Transcribe the following data verbatim, omitting the pictures.

====== Information given

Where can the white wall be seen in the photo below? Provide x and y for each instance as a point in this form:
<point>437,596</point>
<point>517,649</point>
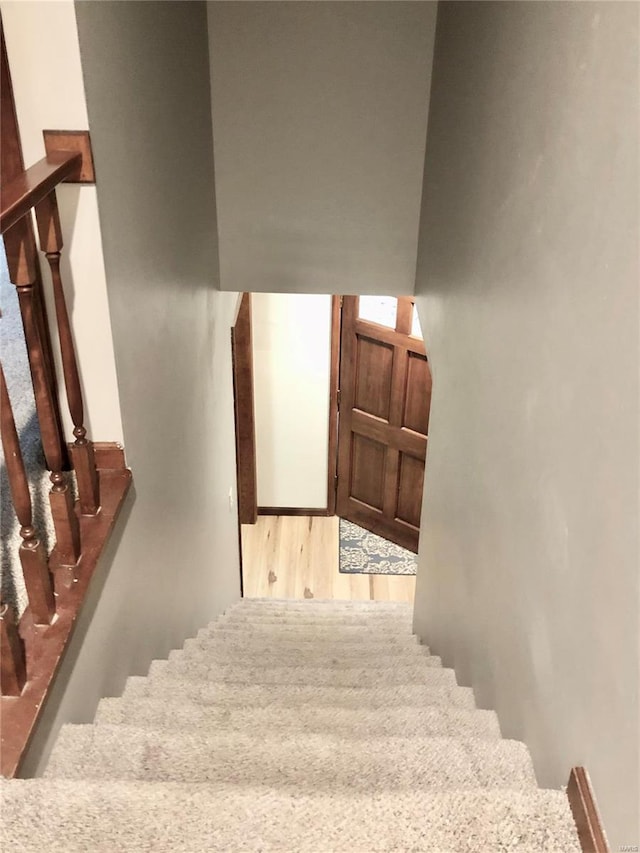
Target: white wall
<point>319,121</point>
<point>291,358</point>
<point>528,294</point>
<point>176,564</point>
<point>44,58</point>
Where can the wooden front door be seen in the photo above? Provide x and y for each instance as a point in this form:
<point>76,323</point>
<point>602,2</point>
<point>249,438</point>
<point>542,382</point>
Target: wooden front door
<point>385,395</point>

============

_Expected answer_:
Where can the white wall be seen in the photo below? Provide x and y for each instance as a point in this form:
<point>437,596</point>
<point>517,649</point>
Target: white wall
<point>319,121</point>
<point>291,358</point>
<point>528,294</point>
<point>176,564</point>
<point>44,58</point>
Where can the wooden front door be seen in the photo above? Provide x and y for each instance as a point in this form:
<point>76,323</point>
<point>602,2</point>
<point>249,438</point>
<point>542,382</point>
Target: wooden front door
<point>385,395</point>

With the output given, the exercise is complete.